▶ [Texto extraído]
_ _ _ _
Para a neurologia, o otimismo é a formação de imagens mentais no cérebro, nas mesmas regiões em que ficam as lembranças.
"A projeção do futuro é, muitas vezes, feita em comparação com o passado", complementa Lent.
Já para a filosofia, o pensamento positivo pode ser visto como uma premissa, segundo Jorge Claudio Ribeiro, professor da disciplina na PUC de São Paulo.
"A fé é a atitude básica da vida humana. Se não temos fé, não comemos fora de casa e não bebemos água, porque pode estar contaminada.
O otimismo vem antes da desconfiança."
Segundo a terapeuta Dulce Critelli, o futuro pauta as ações do presente. "O homem não vive em função do que já foi ou já fez, mas do que pode ser. Marcamos nossas agendas para amanhã. Atravessamos a rua buscando algo que não temos."
O problema (ou o risco) é que só é possível projetar o futuro por meio da fantasia. E daí a perder a mão e ser fantasioso demais é um pulo.
LENTE COR-DE-ROSA
Ser muito otimista é como fugir da realidade, explica a psicanalista Giselle Groeninga, da Sociedade Brasileira de Psicanálise de São Paulo.
"Pode ser um mecanismo de defesa para evitar o sofrimento. A pessoa passa a viver num mundo de fantasia e, muitas vezes, para continuar nesse nível, falseia mais e mais a realidade."
Trata-se de um otimismo não realista, vendido por muitos best-sellers que prometem pílulas de ânimo.
Para Critelli, é como se esses livros se aproveitassem do possível viés otimista descrito pelos neurologistas: quem acredita, compra.
Lidia Weber, psicóloga e professora da Universidade Federal do Paraná, diz que, apesar de ser uma forma de placebo (e placebo pode funcionar), o otimismo de autoajuda é alienante.
"Achar que podemos tudo é muito ingênuo. Podemos acreditar tanto que não faremos nada de fato."
Ela é pesquisadora na área de psicologia positiva, ramo que procura prevenir, e não apenas tratar transtornos mentais.
A psicologia positiva surgiu há mais ou menos duas décadas com o pesquisador americano Martin Seligman. Para ele, o otimismo pode e deve ser aprendido -e isso não é autoajuda, diz Weber.
"O otimismo é fundamental. É como uma vacina contra problemas emocionais. Mesmo com o risco de alienação, prefiro o otimismo em excesso que o pessimismo."
A neurocientista Tali Sharot afirma que grande parte das pessoas pessimistas (das 20% que sobram, já que 80% acreditam num futuro melhor) poderiam ser diagnosticadas com algum transtorno de humor. Mas, mesmo assim, ela acredita que até essas podem ter algum viés positivo.
_ _ _ _
Entradas armazenadas
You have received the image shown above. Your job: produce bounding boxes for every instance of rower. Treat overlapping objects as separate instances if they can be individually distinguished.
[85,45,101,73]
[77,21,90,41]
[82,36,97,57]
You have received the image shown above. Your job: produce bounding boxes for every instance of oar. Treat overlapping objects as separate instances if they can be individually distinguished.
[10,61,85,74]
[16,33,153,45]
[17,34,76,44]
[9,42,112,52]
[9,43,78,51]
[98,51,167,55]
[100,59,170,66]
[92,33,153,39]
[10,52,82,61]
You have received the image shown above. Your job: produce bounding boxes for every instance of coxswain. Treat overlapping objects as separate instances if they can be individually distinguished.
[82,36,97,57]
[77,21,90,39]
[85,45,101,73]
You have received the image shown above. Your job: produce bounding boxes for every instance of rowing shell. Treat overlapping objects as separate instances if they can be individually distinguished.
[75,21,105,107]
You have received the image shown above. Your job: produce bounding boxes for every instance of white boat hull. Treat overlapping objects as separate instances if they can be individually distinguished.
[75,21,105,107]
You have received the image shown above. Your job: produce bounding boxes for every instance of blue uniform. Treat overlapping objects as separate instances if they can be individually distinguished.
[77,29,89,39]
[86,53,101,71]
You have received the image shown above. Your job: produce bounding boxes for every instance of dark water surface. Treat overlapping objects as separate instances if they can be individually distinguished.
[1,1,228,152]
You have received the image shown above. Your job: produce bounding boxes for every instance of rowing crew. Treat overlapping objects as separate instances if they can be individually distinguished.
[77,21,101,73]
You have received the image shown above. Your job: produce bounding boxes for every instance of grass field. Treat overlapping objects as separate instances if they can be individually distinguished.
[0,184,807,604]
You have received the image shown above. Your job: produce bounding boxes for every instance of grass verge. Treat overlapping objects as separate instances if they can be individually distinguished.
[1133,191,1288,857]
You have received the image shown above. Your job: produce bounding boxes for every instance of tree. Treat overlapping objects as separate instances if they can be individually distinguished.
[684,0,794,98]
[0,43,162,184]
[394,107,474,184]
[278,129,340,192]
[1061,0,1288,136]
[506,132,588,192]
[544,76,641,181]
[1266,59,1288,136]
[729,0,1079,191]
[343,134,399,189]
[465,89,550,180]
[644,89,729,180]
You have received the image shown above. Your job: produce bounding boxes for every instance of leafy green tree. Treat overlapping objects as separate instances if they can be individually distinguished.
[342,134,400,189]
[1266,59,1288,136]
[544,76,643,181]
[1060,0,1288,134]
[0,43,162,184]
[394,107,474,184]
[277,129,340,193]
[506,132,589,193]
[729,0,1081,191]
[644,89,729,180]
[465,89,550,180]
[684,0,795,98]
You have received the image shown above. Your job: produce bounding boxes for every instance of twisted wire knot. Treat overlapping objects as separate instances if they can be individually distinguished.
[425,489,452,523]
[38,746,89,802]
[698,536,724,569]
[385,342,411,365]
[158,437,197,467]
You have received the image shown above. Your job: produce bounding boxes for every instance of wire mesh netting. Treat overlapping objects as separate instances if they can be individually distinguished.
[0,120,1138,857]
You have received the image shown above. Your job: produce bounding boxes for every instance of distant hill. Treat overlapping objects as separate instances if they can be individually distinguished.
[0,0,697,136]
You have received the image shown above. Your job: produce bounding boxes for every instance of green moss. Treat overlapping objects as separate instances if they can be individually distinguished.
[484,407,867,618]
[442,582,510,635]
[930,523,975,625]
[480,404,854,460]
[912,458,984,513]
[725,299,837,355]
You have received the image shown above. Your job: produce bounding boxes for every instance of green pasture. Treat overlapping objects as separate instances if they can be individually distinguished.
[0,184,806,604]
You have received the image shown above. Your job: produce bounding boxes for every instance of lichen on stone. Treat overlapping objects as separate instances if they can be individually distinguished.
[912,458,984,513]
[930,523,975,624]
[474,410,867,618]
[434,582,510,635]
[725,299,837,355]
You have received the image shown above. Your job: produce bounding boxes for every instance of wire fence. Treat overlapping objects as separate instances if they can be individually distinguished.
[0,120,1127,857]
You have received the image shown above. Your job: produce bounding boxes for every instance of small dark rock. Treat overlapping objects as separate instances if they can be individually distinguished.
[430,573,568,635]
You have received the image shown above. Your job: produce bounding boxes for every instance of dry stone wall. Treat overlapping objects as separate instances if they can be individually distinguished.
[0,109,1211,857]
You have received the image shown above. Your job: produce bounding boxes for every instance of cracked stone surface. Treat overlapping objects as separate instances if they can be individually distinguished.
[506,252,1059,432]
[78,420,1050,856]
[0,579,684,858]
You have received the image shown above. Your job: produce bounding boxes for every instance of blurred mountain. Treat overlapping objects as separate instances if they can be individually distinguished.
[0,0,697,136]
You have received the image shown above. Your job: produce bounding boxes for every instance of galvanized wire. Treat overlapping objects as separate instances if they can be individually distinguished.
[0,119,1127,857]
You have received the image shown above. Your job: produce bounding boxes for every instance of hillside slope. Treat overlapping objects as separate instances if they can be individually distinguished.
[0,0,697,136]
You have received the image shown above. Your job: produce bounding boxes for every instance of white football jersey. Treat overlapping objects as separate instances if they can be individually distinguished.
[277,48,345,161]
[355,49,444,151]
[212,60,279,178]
_ _ _ _
▶ [O que fazer] De acordo com o texto sobre otimismo, com qual pesquisador surgiu a psicologia positiva? Responda com base somente no texto.

▶ [Tarefa concluída] Com o pesquisador americano Martin Seligman.